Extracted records
----

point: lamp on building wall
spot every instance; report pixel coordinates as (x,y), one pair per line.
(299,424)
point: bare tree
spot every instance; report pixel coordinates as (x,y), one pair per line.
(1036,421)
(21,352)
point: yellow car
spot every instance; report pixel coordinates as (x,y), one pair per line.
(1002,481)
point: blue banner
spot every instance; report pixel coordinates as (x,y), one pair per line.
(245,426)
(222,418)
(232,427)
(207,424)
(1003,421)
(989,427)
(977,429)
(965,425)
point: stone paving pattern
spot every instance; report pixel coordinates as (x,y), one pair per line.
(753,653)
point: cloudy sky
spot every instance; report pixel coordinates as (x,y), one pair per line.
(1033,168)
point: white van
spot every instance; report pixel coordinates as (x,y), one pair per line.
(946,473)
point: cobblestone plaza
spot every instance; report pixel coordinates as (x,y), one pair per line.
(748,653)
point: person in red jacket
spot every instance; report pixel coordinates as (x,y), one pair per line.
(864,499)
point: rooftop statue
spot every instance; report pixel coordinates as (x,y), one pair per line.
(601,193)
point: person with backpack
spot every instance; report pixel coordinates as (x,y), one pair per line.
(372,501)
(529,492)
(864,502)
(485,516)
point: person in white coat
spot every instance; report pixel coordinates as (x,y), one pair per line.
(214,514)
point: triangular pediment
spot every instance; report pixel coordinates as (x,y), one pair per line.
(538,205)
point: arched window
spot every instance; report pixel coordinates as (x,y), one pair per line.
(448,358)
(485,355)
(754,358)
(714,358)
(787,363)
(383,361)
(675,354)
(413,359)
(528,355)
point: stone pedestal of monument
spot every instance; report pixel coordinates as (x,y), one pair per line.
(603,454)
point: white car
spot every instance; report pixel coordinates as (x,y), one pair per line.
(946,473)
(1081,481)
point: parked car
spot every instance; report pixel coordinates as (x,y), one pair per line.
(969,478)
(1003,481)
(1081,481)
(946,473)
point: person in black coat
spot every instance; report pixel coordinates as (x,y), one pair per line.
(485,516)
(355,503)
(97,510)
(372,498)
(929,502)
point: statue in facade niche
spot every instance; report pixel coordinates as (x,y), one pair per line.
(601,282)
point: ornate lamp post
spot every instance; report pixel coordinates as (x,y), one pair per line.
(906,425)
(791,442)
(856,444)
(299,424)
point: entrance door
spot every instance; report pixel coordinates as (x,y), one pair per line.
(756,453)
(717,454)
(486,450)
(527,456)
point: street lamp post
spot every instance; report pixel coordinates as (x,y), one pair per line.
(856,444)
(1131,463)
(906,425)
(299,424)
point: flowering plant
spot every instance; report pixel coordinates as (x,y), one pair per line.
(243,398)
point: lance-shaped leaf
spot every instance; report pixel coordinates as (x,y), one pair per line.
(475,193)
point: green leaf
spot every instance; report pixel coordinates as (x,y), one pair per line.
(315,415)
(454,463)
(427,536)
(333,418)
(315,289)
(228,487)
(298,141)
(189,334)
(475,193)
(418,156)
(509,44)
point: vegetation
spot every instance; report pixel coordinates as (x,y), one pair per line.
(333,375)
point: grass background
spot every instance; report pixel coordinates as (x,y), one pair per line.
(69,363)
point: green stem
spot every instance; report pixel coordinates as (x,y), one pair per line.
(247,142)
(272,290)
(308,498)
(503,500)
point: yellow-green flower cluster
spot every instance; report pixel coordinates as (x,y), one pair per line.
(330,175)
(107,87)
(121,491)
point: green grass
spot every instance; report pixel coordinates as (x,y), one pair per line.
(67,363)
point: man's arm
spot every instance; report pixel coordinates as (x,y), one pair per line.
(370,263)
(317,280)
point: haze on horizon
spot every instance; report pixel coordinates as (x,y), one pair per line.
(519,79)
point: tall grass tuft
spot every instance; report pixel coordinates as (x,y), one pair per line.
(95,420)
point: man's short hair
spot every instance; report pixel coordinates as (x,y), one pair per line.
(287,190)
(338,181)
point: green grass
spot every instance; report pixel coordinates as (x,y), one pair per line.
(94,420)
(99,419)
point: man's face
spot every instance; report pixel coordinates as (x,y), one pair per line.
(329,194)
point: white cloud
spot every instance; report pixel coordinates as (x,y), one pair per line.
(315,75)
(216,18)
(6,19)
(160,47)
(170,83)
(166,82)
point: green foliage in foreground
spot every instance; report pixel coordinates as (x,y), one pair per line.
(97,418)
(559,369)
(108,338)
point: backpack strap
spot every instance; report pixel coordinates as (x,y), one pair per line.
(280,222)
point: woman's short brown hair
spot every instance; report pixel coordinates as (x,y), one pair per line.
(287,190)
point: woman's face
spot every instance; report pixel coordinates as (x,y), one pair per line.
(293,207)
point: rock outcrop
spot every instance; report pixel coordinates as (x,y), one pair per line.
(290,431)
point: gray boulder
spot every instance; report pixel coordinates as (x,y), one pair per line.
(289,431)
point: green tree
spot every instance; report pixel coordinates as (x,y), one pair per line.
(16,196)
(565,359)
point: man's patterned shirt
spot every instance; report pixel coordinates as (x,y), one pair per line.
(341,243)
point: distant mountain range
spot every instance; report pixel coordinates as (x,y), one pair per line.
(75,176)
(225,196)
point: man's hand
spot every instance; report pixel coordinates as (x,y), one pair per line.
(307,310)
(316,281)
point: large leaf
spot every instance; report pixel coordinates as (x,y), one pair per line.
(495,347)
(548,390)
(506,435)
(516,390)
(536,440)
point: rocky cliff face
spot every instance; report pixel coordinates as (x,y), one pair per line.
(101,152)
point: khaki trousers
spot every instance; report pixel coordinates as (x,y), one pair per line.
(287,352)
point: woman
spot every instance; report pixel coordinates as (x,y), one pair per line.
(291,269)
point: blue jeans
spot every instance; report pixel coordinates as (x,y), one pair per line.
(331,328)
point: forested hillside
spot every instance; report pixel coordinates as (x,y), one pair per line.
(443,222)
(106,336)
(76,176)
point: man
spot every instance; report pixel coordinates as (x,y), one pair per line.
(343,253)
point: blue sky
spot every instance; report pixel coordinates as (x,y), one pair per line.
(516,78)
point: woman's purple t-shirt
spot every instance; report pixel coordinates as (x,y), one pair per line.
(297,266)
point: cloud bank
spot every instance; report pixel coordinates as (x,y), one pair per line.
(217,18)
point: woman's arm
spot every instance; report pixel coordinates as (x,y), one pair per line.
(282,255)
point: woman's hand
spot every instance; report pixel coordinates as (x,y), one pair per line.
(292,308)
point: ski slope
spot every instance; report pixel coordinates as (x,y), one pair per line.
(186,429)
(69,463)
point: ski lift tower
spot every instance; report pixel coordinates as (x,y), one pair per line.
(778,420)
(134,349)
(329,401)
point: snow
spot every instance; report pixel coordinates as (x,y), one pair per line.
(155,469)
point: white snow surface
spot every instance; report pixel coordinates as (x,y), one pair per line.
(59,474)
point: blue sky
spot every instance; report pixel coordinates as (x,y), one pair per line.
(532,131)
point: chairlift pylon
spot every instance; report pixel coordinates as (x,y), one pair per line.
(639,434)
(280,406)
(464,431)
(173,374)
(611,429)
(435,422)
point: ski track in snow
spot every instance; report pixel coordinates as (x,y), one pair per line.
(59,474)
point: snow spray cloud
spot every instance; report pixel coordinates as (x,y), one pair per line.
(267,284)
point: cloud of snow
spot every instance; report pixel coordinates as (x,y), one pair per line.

----

__Instruction__
Quote all of the entries exactly as they appear.

__Response__
point: lamp on building wall
spot every instance; report pixel coordinates as (x,y), one pair per line.
(299,424)
point: bare tree
spot every instance; report pixel coordinates as (x,y), one pair per line.
(1036,421)
(21,352)
point: yellow car
spot every instance; report pixel coordinates as (x,y), one pair per line.
(1002,481)
point: blue banner
spot every instance; report pixel coordinates as (x,y), one pair per line.
(245,426)
(222,418)
(232,427)
(207,424)
(1003,421)
(989,427)
(977,429)
(965,425)
point: stone paving pattern
spot every instance; report pixel coordinates as (x,y), one pair per line.
(753,653)
point: cloudy sky
spot every instance; report pixel coordinates as (x,y), one pair per line.
(1033,168)
point: white van
spot every instance; report pixel coordinates as (x,y), one pair per line.
(946,473)
point: cobblestone plaza
spot every instance; report pixel coordinates as (x,y), one pair per line.
(748,653)
point: person in red jacket
spot every instance; report pixel coordinates as (x,y), one pair per line.
(864,499)
point: rooftop statue
spot every instance; report pixel coordinates as (x,y), one pair per line.
(601,193)
point: person with backpack
spot every instance; report pixel coordinates as (x,y), one pair per line.
(372,501)
(529,492)
(864,502)
(485,516)
point: person in white coat
spot every instance; report pixel coordinates as (x,y), one pair per line.
(214,514)
point: triangular pediment
spot every instance; report pixel coordinates as (x,y), one pair per line.
(538,205)
point: arched window
spot every instance; report pixel coordinates as (x,y), one pair per line.
(448,358)
(485,355)
(754,358)
(714,358)
(787,363)
(383,361)
(675,354)
(413,359)
(528,355)
point: stone pedestal of monument
spot every instance; report pixel coordinates as (x,y), one pair per line.
(603,454)
point: white car
spot every instance; report pixel coordinates as (x,y), one pair per line.
(946,473)
(1081,481)
point: parked car
spot every instance; report pixel coordinates as (x,y), one pair per line.
(969,478)
(1003,481)
(1081,481)
(946,473)
point: person in black coat
spot every instance; report pixel coordinates as (x,y), one pair per line.
(485,516)
(355,503)
(97,510)
(372,498)
(929,502)
point: statue in facade niche
spot every instance; report pixel coordinates as (x,y), one pair per line.
(601,282)
point: ornate lamp post
spot every instance; report pixel coordinates as (x,y), one pair per line.
(906,425)
(791,442)
(856,444)
(299,424)
point: entrance door
spot every instance; report pixel coordinates as (x,y), one pair per line.
(756,453)
(717,454)
(486,450)
(527,456)
point: street lamp post
spot every instance; report pixel coordinates as (x,y), one pair per line.
(856,444)
(1131,463)
(906,425)
(299,424)
point: flowering plant
spot every instance; report pixel coordinates as (x,y), one pair per line.
(243,398)
point: lance-shaped leaf
spot every instance; report pixel coordinates as (x,y), one pair per line.
(475,193)
point: green leaf
spot every instance; report pixel coordinates as (x,y), one pair per line.
(315,415)
(454,463)
(427,536)
(333,418)
(315,289)
(228,487)
(298,141)
(189,334)
(475,193)
(418,156)
(509,44)
point: vegetation
spot every instance; report pixel coordinates as (x,y), one pair per line.
(333,375)
point: grass background
spot every instance; report pixel coordinates as (x,y), one pair per line.
(69,363)
point: green stem
spot every instance; report pixel coordinates as (x,y), one pair per line.
(247,142)
(272,290)
(308,498)
(503,500)
point: yellow-green flower cluster
spot every instance; report pixel coordinates as (x,y), one pair per line.
(330,175)
(107,87)
(121,491)
point: green grass
spot every instance; report pixel coordinates as (x,y), one pair per line.
(67,363)
point: man's arm
spot every instance; report pixel coordinates as (x,y), one pair per line.
(370,263)
(317,280)
point: haze on horizon
spot every instance; report pixel coordinates as (x,y), one pair per line.
(519,79)
point: tall grass tuft
spot every instance; report pixel coordinates as (x,y), one pair per line.
(95,420)
point: man's short hair
spot every instance; report pixel coordinates as (x,y), one pair per line.
(287,190)
(338,181)
point: green grass
spot every instance; report pixel coordinates as (x,y), one pair per line.
(94,420)
(99,419)
point: man's face
spot every instance; report pixel coordinates as (x,y), one pair per line.
(329,194)
point: white cloud
spot every instance; report pixel coordinates as (x,y), one pair per line.
(315,75)
(216,18)
(6,19)
(160,47)
(170,83)
(166,82)
point: green foliage in foreground
spot every instance; report pixel coordinates as (x,y), one pair per line.
(97,418)
(559,369)
(108,338)
point: backpack strap
spot every instance; report pixel coordinates as (x,y), one pair per line.
(280,222)
point: woman's short brown hair
spot every instance; report pixel coordinates as (x,y), one pair per line.
(287,190)
point: woman's face
spot every instance; report pixel coordinates as (x,y), one pair per line.
(293,207)
point: rock outcrop
spot every instance; report pixel coordinates as (x,y), one pair per line.
(290,431)
point: gray boulder
spot every instance; report pixel coordinates as (x,y), one pair per line.
(289,431)
point: green tree
spot every instance; report pixel coordinates as (x,y), one pair per line.
(16,196)
(565,359)
point: man's patterned shirt
spot every instance; report pixel coordinates as (x,y), one pair per line.
(341,243)
point: distant mountain range
spot every instance; report pixel coordinates as (x,y), one pair per line.
(75,176)
(225,196)
point: man's hand
spot every instance; report pixel coordinates as (x,y), one pair per line.
(307,310)
(316,281)
point: large leaf
spot every instance; report pixel coordinates as (x,y), one pair per line.
(495,347)
(548,390)
(506,435)
(516,390)
(536,440)
point: rocky cliff face
spot every instance; report pixel coordinates as (x,y), one pair per line.
(101,152)
point: khaki trousers
spot every instance; report pixel coordinates as (x,y), one pair per line.
(287,352)
point: woman
spot every instance; report pixel coordinates as (x,y), one pair per line.
(291,269)
point: blue jeans
spot every instance; report pixel coordinates as (x,y), one pair per line.
(331,328)
point: forested hillside
spot every instance; report pixel coordinates as (x,y), one pair per line.
(443,222)
(106,336)
(76,176)
point: man
spot every instance; report pixel coordinates as (x,y), one pair per line.
(343,253)
point: blue sky
spot every instance; report pixel coordinates as (x,y), one pair per line.
(516,78)
point: woman's purple t-shirt
spot every instance; report pixel coordinates as (x,y), one pair per line.
(297,266)
point: cloud bank
spot every instance; report pixel coordinates as (x,y), one pair per line.
(217,18)
point: woman's arm
spot every instance; report pixel coordinates as (x,y), one pair per line.
(282,255)
point: woman's hand
spot every instance; report pixel coordinates as (x,y), one pair per line.
(292,308)
point: ski slope
spot every instance; report pixel coordinates as (x,y), one pair per line.
(186,429)
(69,463)
point: ski lift tower
spot every instance; report pixel coordinates as (x,y), one pair per line.
(778,420)
(134,349)
(329,401)
point: snow
spot every instance; report pixel coordinates as (x,y), one pair per line.
(155,469)
point: white snow surface
spot every instance; report pixel coordinates as (x,y), one pair per line.
(59,474)
point: blue sky
spot every instance; report pixel coordinates as (x,y), one pair per line.
(532,131)
point: chairlift pylon
spot every instance; report pixel coordinates as (x,y), one pair per line.
(639,434)
(280,406)
(464,431)
(173,374)
(611,429)
(435,422)
point: ski track in snow
spot every instance; report pixel coordinates as (x,y), one pair per line.
(59,474)
point: snow spray cloud
spot every instance; report pixel coordinates as (x,y), one pair per line.
(267,284)
point: cloud of snow
spot every instance; report pixel coordinates as (x,y), one pair per line.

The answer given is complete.